▸ **EXERCISE REQUIREMENTS**
Quote word for word the part of the records that opens with the line containing "Expected: one point per instance of the stone pedestal, with" and closes with the line containing "[[27, 460]]", including both of those lines.

Pointing dataset excerpts
--- Start ---

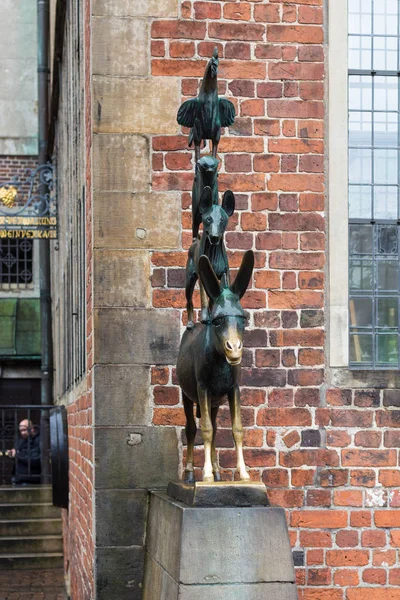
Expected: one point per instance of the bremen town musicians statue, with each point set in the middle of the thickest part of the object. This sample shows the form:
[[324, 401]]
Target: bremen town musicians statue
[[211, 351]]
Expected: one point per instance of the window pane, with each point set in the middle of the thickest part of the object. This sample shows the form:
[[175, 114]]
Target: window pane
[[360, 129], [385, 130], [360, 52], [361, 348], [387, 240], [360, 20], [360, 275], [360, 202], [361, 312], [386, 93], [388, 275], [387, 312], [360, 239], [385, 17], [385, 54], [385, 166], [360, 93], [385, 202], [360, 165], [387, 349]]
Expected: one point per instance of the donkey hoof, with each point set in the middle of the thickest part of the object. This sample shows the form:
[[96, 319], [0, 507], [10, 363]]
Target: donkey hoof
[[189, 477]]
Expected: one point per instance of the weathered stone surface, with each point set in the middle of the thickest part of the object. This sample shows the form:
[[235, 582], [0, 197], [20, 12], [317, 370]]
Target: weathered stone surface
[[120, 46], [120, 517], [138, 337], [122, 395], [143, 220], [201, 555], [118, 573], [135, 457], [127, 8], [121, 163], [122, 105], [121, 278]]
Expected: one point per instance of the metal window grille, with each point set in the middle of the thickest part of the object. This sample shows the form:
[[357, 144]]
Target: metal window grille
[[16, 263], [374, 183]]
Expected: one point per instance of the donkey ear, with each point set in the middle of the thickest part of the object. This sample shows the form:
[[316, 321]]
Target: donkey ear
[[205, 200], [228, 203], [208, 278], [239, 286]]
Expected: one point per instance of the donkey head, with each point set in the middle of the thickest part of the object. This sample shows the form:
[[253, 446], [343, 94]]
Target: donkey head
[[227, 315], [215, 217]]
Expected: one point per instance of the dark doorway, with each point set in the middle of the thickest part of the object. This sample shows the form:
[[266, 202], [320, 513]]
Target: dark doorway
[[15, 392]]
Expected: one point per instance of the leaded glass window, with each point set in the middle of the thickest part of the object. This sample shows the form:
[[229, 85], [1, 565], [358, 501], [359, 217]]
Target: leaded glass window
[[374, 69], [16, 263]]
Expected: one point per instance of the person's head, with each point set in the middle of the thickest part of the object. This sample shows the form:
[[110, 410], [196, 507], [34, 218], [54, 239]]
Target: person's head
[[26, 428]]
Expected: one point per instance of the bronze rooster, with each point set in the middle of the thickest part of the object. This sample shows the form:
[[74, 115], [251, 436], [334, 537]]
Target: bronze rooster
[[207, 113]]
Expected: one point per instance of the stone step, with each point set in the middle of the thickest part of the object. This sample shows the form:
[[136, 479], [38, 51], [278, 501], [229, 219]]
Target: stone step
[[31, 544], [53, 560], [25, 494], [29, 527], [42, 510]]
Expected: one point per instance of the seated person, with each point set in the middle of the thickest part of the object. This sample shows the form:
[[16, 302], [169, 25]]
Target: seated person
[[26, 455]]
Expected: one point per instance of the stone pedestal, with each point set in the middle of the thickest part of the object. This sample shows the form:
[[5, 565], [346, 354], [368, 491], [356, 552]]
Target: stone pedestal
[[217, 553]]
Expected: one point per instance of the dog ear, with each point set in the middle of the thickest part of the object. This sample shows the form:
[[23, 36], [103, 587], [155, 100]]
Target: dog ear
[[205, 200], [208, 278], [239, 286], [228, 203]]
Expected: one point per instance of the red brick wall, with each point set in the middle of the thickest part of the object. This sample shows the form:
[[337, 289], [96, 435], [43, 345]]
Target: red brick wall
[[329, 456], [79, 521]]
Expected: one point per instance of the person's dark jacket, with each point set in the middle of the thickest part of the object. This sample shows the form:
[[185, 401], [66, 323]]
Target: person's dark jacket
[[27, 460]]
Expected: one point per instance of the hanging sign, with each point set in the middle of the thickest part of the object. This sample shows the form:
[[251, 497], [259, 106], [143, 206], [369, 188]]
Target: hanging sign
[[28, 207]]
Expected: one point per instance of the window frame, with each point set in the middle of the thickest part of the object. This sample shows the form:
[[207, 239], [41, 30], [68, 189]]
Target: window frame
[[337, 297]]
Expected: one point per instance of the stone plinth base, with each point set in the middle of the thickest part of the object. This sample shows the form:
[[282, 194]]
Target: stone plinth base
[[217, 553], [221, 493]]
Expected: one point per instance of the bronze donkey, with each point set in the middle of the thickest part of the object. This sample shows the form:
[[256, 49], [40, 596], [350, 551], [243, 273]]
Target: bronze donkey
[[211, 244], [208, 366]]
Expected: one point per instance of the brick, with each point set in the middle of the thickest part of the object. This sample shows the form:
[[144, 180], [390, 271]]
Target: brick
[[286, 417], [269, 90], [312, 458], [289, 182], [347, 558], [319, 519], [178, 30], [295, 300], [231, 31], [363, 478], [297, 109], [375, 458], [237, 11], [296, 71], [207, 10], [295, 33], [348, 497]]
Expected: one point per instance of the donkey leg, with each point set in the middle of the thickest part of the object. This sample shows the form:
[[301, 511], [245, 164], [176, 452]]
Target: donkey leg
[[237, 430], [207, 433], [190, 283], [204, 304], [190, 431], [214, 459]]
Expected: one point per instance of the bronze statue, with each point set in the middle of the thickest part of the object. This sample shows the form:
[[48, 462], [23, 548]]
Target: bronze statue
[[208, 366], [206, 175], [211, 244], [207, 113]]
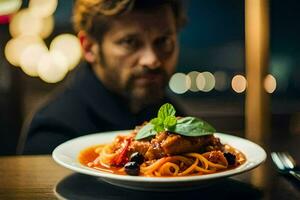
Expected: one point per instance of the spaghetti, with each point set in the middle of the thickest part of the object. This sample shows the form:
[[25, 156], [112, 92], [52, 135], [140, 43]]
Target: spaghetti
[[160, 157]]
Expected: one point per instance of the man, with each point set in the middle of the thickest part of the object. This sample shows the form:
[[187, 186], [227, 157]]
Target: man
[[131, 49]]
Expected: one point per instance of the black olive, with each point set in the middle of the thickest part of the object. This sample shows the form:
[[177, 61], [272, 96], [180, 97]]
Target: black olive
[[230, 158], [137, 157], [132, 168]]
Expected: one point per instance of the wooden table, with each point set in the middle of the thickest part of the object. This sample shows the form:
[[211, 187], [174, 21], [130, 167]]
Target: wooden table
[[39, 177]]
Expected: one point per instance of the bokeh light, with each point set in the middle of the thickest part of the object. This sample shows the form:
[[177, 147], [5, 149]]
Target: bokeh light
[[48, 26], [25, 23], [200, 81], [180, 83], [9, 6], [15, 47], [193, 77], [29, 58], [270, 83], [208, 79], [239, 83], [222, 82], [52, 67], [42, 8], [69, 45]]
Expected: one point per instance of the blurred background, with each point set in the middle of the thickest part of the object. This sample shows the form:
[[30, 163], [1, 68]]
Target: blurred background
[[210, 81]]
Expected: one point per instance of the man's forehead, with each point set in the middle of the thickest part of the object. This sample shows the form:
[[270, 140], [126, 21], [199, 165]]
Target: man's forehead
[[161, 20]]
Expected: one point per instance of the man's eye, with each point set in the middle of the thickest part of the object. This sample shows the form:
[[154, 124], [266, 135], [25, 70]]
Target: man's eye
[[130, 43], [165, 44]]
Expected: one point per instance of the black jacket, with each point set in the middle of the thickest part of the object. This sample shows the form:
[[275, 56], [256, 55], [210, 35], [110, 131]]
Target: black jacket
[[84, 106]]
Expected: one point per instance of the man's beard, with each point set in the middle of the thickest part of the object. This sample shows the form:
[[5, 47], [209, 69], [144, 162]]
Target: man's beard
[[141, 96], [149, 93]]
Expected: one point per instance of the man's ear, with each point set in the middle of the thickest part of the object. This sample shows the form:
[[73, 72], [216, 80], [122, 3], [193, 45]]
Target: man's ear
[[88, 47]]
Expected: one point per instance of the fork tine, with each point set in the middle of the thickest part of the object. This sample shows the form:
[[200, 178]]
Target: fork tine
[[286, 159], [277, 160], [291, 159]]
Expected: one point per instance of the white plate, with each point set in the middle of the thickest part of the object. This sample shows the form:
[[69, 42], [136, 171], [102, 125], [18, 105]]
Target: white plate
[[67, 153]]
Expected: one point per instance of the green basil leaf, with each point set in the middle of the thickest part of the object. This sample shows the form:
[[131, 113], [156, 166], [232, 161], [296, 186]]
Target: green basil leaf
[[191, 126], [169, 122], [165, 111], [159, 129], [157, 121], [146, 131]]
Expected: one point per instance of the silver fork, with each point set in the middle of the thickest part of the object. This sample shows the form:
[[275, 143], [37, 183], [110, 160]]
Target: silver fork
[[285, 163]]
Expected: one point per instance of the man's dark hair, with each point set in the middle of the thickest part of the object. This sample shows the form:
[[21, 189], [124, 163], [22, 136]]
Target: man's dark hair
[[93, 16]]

--- End ---
--- Start ---

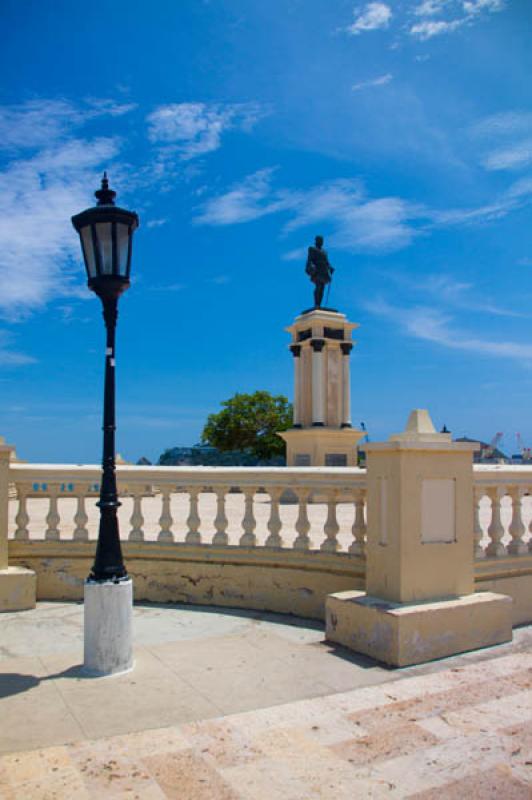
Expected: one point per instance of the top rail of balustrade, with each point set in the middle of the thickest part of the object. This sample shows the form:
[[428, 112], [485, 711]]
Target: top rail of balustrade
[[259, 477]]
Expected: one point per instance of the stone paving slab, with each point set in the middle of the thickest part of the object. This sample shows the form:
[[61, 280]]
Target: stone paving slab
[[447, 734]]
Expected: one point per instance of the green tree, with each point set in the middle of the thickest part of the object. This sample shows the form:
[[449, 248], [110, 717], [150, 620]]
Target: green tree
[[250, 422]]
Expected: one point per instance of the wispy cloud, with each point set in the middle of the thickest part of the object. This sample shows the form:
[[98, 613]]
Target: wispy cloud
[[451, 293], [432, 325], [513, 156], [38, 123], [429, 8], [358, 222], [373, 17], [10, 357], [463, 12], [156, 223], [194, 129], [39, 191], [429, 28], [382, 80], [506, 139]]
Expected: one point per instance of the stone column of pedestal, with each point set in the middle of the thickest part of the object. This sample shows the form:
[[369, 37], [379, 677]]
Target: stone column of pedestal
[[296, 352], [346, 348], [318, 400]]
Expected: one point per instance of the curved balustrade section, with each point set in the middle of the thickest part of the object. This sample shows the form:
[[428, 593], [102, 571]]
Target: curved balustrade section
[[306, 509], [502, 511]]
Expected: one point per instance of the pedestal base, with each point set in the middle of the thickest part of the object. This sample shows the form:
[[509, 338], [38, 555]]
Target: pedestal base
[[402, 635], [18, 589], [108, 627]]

--- End ---
--- Start ---

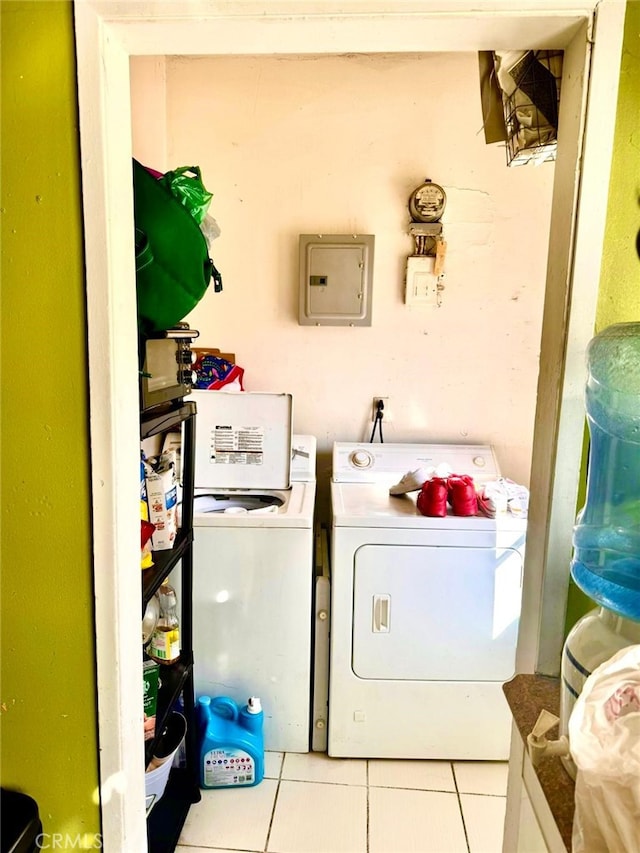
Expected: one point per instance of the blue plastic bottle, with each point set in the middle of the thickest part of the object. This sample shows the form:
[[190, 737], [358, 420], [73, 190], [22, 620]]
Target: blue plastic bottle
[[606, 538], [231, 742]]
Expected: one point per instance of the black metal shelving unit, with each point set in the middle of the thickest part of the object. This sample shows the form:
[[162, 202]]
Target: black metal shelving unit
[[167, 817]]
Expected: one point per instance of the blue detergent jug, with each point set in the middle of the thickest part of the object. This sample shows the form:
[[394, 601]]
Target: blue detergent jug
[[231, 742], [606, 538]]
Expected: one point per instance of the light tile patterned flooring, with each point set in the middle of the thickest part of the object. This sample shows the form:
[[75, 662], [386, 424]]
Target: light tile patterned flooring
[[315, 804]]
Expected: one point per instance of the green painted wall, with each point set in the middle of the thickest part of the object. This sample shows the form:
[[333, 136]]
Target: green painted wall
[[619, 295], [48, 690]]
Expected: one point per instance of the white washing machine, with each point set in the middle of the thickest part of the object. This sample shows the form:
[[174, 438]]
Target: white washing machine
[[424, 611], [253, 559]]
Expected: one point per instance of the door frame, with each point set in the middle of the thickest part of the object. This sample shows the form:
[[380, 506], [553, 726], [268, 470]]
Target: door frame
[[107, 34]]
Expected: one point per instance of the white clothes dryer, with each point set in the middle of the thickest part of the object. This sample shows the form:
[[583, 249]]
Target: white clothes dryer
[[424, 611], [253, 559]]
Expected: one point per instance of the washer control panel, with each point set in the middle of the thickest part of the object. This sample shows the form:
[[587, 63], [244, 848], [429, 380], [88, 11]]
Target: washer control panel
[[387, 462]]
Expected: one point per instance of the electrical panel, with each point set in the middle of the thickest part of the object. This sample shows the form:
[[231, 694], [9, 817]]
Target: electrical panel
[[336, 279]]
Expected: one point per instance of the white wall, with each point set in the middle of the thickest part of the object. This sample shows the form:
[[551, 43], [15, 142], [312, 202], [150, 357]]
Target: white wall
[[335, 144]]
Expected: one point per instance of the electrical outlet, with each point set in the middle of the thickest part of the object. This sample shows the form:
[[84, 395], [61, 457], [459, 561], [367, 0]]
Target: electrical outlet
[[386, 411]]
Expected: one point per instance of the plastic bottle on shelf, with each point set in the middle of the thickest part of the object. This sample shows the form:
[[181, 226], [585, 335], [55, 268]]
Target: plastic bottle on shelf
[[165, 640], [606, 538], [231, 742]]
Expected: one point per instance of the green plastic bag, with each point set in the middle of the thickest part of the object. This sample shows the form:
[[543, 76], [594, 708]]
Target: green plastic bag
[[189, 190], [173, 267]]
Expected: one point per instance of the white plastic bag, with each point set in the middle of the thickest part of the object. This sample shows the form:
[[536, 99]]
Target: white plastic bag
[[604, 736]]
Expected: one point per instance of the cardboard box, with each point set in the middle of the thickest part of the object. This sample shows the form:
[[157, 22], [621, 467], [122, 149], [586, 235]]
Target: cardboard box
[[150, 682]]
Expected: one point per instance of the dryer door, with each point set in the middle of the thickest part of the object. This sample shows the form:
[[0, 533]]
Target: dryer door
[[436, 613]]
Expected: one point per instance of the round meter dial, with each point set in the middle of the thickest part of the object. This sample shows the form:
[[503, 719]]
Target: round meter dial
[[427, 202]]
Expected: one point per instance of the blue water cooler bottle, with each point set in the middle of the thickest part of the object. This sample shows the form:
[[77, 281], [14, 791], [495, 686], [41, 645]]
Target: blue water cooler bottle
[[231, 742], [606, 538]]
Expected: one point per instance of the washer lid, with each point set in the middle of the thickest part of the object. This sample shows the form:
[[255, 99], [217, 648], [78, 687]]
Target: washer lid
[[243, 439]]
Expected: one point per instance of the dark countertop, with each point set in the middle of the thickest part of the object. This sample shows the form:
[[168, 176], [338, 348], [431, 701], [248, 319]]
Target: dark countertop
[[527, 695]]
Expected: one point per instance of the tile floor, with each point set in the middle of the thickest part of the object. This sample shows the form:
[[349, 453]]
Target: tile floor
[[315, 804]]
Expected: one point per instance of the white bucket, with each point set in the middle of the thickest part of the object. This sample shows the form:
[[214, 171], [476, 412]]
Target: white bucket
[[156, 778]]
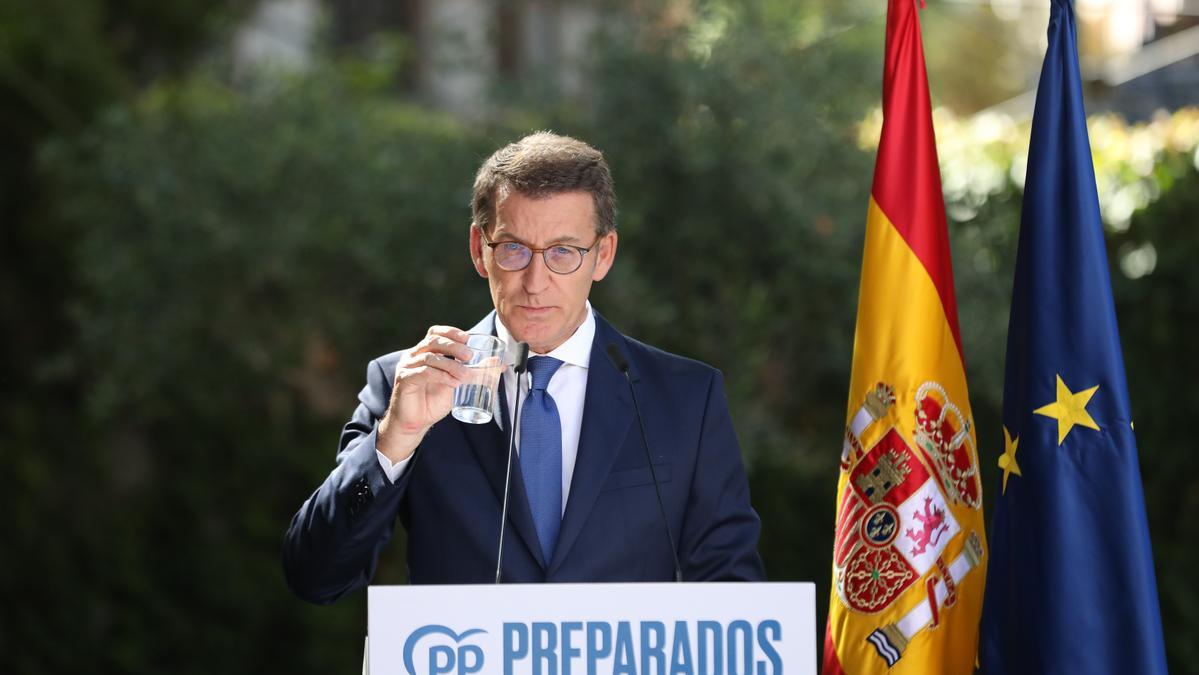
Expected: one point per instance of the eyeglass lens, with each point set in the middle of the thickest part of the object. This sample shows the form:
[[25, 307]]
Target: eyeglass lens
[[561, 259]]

--- End ---

▸ **WRITTEN ANSWER**
Expected: one point per instance of the stone pedestal, with each point set in the middle of the thickest part of the object. This sample shows the form:
[[5, 565], [346, 354], [368, 491], [356, 552]]
Target: stone pedestal
[[217, 553]]
Expected: one point per instance of the dog ear, with each point set in the middle of the thickest part of the object. This sample shows the form:
[[23, 36], [103, 587], [155, 100]]
Target: dog ear
[[205, 200], [208, 278], [239, 286], [228, 203]]
Expected: one point per instance of the red brick wall, with each point set in the middle of the thickest part of the object. This sample shows the form:
[[337, 289], [96, 435], [43, 345]]
Target: red brick wall
[[329, 456], [79, 521]]
Expected: one point per instance of the person's dark jacket, with each point set in the middle of the thickest part of the object. This sample shows the form:
[[185, 401], [66, 323]]
Target: person's dark jacket
[[27, 460]]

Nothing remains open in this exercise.